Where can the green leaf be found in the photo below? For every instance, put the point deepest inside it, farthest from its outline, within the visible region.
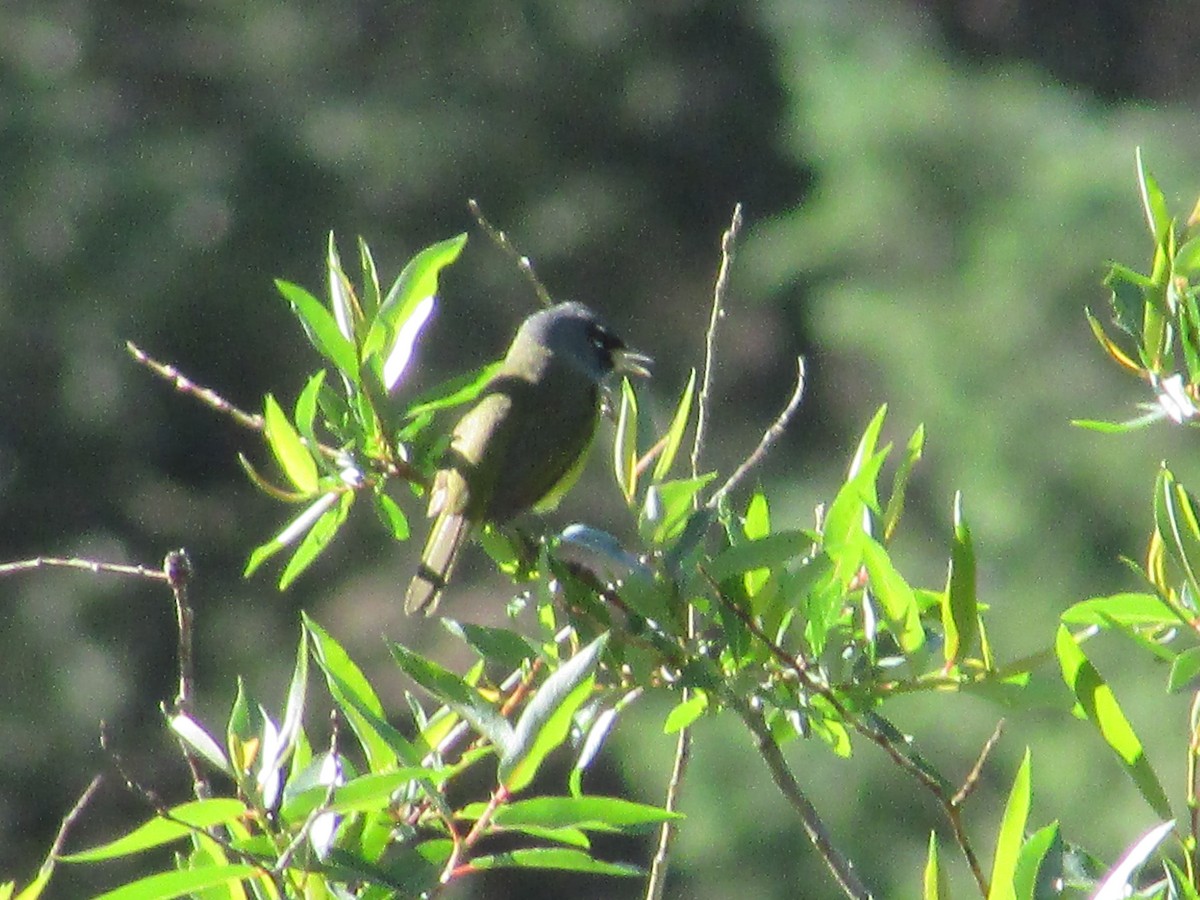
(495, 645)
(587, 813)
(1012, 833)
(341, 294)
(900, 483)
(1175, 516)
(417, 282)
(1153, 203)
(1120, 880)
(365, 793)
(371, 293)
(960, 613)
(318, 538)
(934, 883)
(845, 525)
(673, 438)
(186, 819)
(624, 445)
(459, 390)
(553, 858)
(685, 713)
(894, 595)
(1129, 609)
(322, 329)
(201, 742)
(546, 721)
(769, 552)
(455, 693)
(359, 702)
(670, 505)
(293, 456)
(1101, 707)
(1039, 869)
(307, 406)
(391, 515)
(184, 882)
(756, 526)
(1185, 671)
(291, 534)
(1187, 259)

...

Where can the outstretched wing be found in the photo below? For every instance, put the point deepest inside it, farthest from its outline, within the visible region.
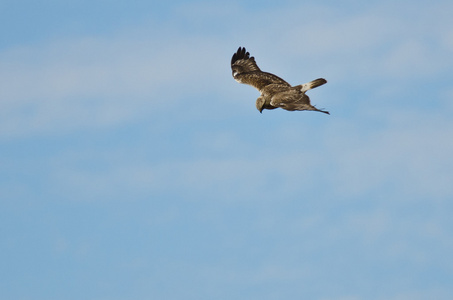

### [Written exercise]
How many lines in the entries above contain the string "point"? Reply with the number alone.

### [Result of this task]
2